[Document excerpt Boundary: Start]

Hi all!
I'm creating a blast database using:
makeblastdb -in proteins.fasta -dbtype prot -parse_seqids -out my_protein_db
I was trying to extract some sequences from this using blastdbcmd but kept getting error messages of "Entry not found".
My entries look like this: (there is 1 pipe in each entry): ABC|DEF60375.1 EHL|XP_003887.1
However if i do check the identifiers in my database using:
blastdbcmd -entry all -db my_protein_db -outfmt "OID: %o GI: %g ACC: %a IDENTIFIER: %i"
I get lines like this:
> OID: 0 GI: N/A ACC: ABC|DEF60375.1 IDENTIFIER: gnl|ABC|DEF60375.1
> OID:0 GI: N/A ACC: EHL|XP_003887.1 IDENTIFIER: lcl|EHL|XP_003887.1
so it seems NCBI has added some text+a pipe infront of my identifiers, I can just concatenate these additional letters onto my entries when I use blastdbcmd, however I noticed that these letters are not always the same, for some cases it is "gnl|" and others it is "lcl|". Does anyone know how NCBI decides this naming convention? and whats the best way to get around this?
Thanks very much for any input
What do fasta headers in your
proteins.fasta
look like?grep "^>" | head -3
?like this:
Which version of blast are you using?
See this page for additional detail.
Those are NCBI standard fasta identifiers.
blast+/2.6.0
I will check them out, thanks!

[Document excerpt Boundary: End]
[Material supplied Boundary: Start]

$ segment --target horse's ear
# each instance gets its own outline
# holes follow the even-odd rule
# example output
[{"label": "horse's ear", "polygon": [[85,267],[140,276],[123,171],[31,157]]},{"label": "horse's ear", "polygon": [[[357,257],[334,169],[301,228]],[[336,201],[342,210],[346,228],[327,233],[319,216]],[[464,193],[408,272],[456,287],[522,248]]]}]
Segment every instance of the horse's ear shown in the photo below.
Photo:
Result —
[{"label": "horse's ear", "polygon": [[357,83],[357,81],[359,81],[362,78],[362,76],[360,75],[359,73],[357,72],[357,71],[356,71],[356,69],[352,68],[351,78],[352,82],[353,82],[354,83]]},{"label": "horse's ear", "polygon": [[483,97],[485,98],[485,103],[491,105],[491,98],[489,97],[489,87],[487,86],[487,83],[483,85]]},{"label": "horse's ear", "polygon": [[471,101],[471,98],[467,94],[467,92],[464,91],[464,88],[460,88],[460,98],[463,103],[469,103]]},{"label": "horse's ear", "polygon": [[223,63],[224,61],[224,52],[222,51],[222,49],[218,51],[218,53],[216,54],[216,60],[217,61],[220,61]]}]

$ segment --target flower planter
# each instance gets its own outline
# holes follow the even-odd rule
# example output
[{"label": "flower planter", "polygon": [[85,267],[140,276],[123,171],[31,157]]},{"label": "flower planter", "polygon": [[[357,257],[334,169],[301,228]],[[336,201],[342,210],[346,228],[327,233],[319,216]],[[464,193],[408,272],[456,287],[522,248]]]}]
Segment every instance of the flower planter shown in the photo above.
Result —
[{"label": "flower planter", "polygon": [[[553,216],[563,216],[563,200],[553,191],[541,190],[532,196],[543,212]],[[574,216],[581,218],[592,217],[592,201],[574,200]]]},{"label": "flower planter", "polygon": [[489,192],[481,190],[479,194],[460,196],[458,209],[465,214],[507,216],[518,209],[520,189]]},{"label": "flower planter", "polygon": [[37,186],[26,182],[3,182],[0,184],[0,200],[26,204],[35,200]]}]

[Material supplied Boundary: End]

# [Task to carry out]
In the BLAST database thread, what version of BLAST is reported? The records have no role here.

# [Response to this exercise]
blast+/2.6.0